● **元の文書**:
酪農コラム/視察などでよく質問される事について
コラム
みなさんこんにちは。
今月からは、視察に訪れた方などからよく質問される事について、私の考えや経験を交えて書かせて頂きます。特に根拠や裏付けが無いことも書くかもしれませんがご容赦ください。
それでは、今月のテーマは『冬期の保温と換気』についてです。
哺乳仔牛にとって冬は厳しい季節で皮下脂肪の少ない仔牛はとても寒さに弱いものです。
ミルクからのエネルギーが不足すると成長不良を起こし、免疫力低下も重なることで重篤な下痢症などに発展します。このような事にならないためにも仔牛を保温する事は大変重要です。
一般的に保温対策として行われるのは、カーフジャケットやネックウォーマーの着用、赤外線ヒーターの使用、敷料の増量などです。他にもシート等でペンを覆う、温風ボイラーやジェットヒーター等でペンまたは牛舎全体を温かくする方もおられると思います。
保温対策の注意点としては、暖かくしようとするとどうしても換気が不足してしまうことです。みなさんも保温と換気の二者択一を迫られているのではないでしょうか。
このような中で、カーフゲート(以下CG)で行っている対策をご紹介いたします。

● **作業内容**: コラムの「一般的に保温対策として行われるのは」で始まる文に挙げられている保温対策をすべて書き出してください。 データセット項目はこのコラムの内容とは関係がありません。

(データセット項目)
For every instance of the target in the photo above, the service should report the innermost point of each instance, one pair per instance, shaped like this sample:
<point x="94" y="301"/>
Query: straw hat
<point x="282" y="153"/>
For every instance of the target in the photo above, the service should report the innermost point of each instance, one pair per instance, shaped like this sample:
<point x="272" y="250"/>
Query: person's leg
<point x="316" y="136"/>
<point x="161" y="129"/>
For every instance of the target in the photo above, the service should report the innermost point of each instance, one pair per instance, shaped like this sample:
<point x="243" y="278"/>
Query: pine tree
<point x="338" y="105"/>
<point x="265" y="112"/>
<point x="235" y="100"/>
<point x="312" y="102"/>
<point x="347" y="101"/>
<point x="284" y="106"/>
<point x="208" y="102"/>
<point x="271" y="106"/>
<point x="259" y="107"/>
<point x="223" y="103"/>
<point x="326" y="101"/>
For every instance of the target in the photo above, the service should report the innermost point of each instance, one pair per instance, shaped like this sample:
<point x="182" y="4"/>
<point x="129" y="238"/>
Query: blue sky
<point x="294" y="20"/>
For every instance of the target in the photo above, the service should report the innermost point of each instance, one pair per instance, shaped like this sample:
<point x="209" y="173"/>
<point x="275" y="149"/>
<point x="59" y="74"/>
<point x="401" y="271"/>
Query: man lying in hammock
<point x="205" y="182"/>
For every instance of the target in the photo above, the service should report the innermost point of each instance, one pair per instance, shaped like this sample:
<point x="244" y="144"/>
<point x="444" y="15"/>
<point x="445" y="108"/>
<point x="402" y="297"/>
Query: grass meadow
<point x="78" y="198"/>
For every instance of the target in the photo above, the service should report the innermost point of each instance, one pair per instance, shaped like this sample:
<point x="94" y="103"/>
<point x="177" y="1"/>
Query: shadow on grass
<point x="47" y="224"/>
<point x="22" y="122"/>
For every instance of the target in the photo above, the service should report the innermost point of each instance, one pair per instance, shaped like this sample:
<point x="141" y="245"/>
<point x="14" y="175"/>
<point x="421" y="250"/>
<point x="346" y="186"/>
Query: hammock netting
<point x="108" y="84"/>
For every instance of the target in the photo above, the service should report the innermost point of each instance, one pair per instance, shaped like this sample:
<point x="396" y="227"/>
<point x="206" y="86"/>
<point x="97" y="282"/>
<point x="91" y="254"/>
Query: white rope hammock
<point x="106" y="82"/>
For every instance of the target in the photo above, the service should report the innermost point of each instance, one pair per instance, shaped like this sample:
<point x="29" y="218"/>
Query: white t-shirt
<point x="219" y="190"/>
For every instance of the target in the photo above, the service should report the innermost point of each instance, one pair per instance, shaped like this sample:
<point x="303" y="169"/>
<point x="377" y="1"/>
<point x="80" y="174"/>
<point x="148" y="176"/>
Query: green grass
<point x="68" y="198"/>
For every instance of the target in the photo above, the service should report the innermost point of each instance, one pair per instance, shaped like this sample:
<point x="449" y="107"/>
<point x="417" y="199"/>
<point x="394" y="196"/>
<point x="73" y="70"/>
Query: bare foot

● **模範解答**: カーフジャケットの着用、ネックウォーマーの着用、赤外線ヒーターの使用、敷料の増量